§ **Given text**

NEW DELHI:
Doctors at various hospitals in the national capital resumed duties on Tuesday, a day after their colleagues in West Bengal called off their week-long strike after meeting state Chief Minister Mamata Banerjee who assured them of steps to scale up security at government hospitals.
Doctors at the Centre-run AIIMS, Lady Hardinge Medical College and Hospital, and RML Hospital, and Delhi government’s healthcare facilities such as GTB Hospital and DDU Hospital, along with some private hospitals had withdrawn non-essential medical services such as OPD, and held protests.
Members of several resident doctors associations had also took out marches in their campuses to lodge protest in the city.
“With the decision of the protesting doctors of West Bengal to call off the strike, the resident doctors at AIIMS, New Delhi to shall resume their duties with immediate effect. We sincerely hope that the central government shall soon bring in a new central law on doctors’ security as promised by Union Health Minister Dr Harsh Vardhan in a time-bound manner, failing which we would be forced to resort to strike in future,” Resident Doctors’ Association of the premier All India Institute of Medical Sciences (AIIMS) said in a statement.

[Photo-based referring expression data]
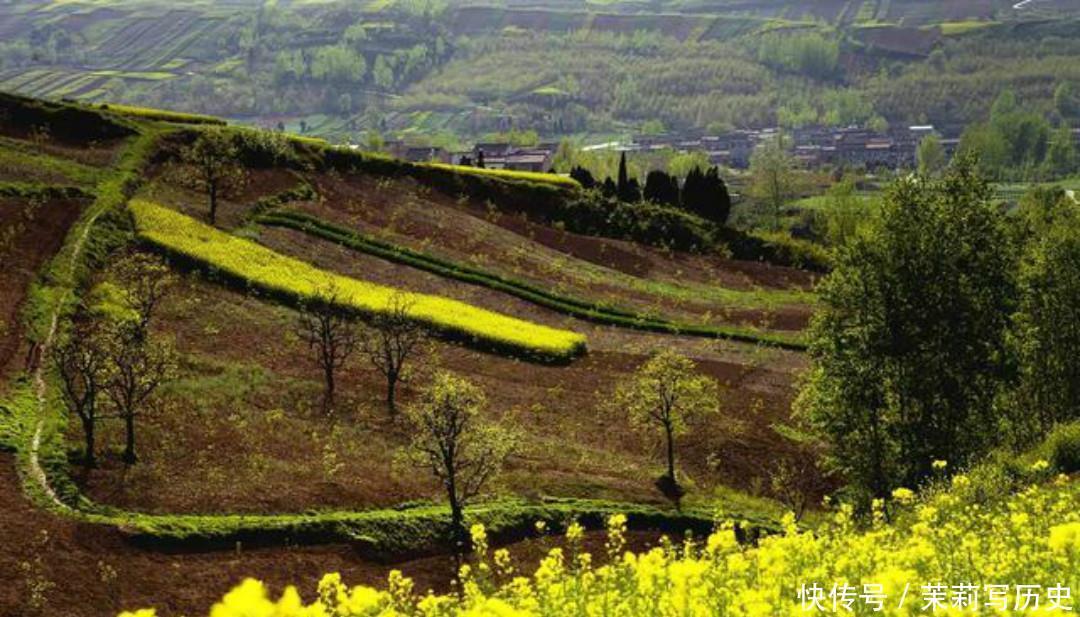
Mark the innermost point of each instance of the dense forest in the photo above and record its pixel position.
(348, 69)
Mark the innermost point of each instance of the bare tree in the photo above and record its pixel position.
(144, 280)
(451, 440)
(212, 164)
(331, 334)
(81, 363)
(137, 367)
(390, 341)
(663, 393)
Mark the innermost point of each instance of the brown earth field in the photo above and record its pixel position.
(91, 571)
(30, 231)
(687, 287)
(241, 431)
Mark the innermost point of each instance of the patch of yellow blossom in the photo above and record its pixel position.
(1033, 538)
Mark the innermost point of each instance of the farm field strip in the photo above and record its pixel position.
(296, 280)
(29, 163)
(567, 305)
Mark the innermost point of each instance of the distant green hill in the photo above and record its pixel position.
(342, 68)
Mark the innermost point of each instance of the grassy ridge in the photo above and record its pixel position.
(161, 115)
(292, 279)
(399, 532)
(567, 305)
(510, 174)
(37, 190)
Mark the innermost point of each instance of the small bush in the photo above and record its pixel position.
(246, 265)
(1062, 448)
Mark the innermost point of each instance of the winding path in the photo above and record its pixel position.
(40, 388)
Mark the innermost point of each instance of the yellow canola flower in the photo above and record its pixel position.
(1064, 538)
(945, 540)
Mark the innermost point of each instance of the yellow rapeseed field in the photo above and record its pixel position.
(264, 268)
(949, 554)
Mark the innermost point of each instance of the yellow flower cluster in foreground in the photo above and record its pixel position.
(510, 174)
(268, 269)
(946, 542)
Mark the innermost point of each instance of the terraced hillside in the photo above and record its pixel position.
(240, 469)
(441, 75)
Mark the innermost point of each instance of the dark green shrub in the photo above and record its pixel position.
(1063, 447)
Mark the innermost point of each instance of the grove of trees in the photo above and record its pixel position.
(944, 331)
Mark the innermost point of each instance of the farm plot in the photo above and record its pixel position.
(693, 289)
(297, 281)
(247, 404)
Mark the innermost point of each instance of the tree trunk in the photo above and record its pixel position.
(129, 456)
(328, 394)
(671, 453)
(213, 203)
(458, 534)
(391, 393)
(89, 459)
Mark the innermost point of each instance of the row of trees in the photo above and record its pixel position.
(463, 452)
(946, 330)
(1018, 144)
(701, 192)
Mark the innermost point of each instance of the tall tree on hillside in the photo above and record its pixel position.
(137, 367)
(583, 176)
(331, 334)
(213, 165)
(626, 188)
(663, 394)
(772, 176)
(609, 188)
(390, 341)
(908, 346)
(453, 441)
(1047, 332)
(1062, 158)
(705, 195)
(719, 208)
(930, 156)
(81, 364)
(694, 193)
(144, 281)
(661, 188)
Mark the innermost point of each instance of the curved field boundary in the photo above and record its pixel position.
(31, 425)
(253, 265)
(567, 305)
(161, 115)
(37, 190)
...
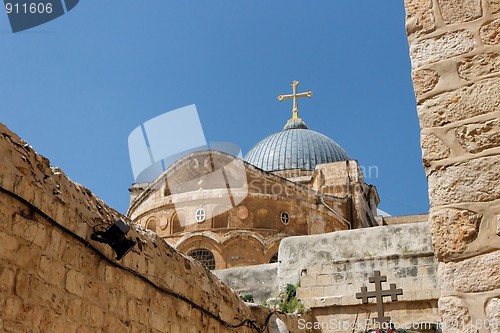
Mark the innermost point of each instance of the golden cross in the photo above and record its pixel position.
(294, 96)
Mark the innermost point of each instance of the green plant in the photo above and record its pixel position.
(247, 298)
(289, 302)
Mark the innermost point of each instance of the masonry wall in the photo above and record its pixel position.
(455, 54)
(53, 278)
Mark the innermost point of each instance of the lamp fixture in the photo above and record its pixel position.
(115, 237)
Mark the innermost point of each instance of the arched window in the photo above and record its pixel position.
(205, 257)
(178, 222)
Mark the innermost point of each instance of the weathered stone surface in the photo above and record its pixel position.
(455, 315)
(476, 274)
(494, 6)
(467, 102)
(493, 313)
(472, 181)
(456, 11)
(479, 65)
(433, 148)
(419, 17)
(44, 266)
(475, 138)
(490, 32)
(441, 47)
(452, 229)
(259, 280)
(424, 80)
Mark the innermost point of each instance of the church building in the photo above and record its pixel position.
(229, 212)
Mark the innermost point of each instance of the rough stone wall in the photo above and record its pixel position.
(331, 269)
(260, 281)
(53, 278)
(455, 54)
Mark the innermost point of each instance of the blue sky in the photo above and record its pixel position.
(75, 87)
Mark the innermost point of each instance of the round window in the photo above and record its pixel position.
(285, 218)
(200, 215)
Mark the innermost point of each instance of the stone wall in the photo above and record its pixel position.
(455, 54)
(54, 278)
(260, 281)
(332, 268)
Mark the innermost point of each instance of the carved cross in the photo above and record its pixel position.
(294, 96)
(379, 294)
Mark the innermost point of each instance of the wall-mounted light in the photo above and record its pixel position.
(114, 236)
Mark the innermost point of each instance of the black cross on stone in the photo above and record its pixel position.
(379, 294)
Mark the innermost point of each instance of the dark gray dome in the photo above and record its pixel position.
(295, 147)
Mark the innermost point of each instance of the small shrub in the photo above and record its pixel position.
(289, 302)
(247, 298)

§ **Problems to work on**
(1) Decide whether each statement agrees with the news report on the doctors' strike. For each, answer yes or no and quote the words from the report that settle it.
(a) Doctors in West Bengal ended their strike after meeting Mamata Banerjee.
(b) GTB Hospital is a Centre-run facility.
(c) The AIIMS resident doctors' association warned that it might strike again if the promised central law is not brought in.
(2) According to the news report on the doctors' strike, who promised a new central law on doctors' security?
(3) Carry on the news report on the doctors' strike from the point where it ends.

§ **Answers provided**
(1)
(a) Yes: "a day after their colleagues in West Bengal called off their week-long strike after meeting state Chief Minister Mamata Banerjee"
(b) No: "Delhi government’s healthcare facilities such as GTB Hospital and DDU Hospital"
(c) Yes: "failing which we would be forced to resort to strike in future"

(2) Union Health Minister Dr Harsh Vardhan.

(3)
Junior doctors in West Bengal were on strike since last Tuesday after two of their colleagues were attacked and seriously injured allegedly by relatives of a patient who died at NRS Medical College and Hospital in Kolkata. The IMA had launched a four-day nationwide protest from Friday over the Kolkata incident and wrote to Union Home Minister Amit Shah demanding enactment of a central law to check violence against healthcare workers.
A delegation of IMA, Resident Doctors Association of AIIMS, Safdarjung Hospital, Ram Manohar Lohia Hospital, United Resident and Doctors Association of India (URDA) and Federation of Resident Doctors Association (FORDA) had also met the Union health minister and submitted representation to him seeking a central law.